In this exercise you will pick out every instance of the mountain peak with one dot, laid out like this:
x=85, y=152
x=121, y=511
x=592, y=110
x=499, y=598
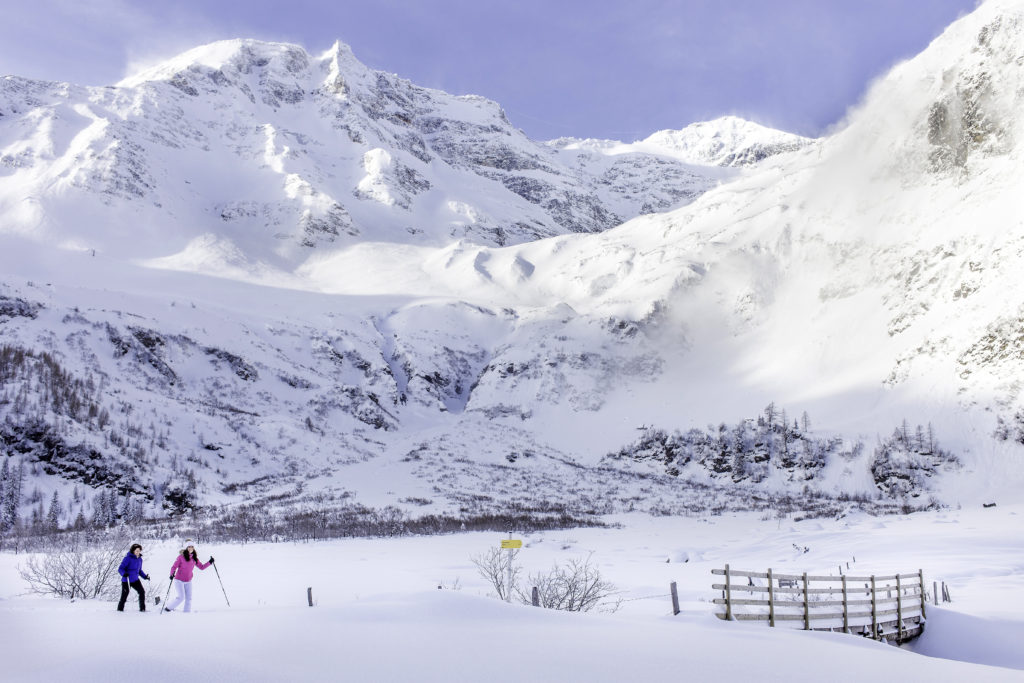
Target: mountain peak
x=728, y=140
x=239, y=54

· · · · · · ·

* Instruction
Rewrite these rows in full, replacing "mountain peak" with "summit" wherever it occurs and keeping everything else unchanged. Leave the pictures out of your answer.

* Solution for this task
In this exercise you will pick out every instance of the summit with one dot, laid out like this:
x=85, y=152
x=121, y=511
x=592, y=110
x=499, y=598
Target: summit
x=728, y=140
x=239, y=54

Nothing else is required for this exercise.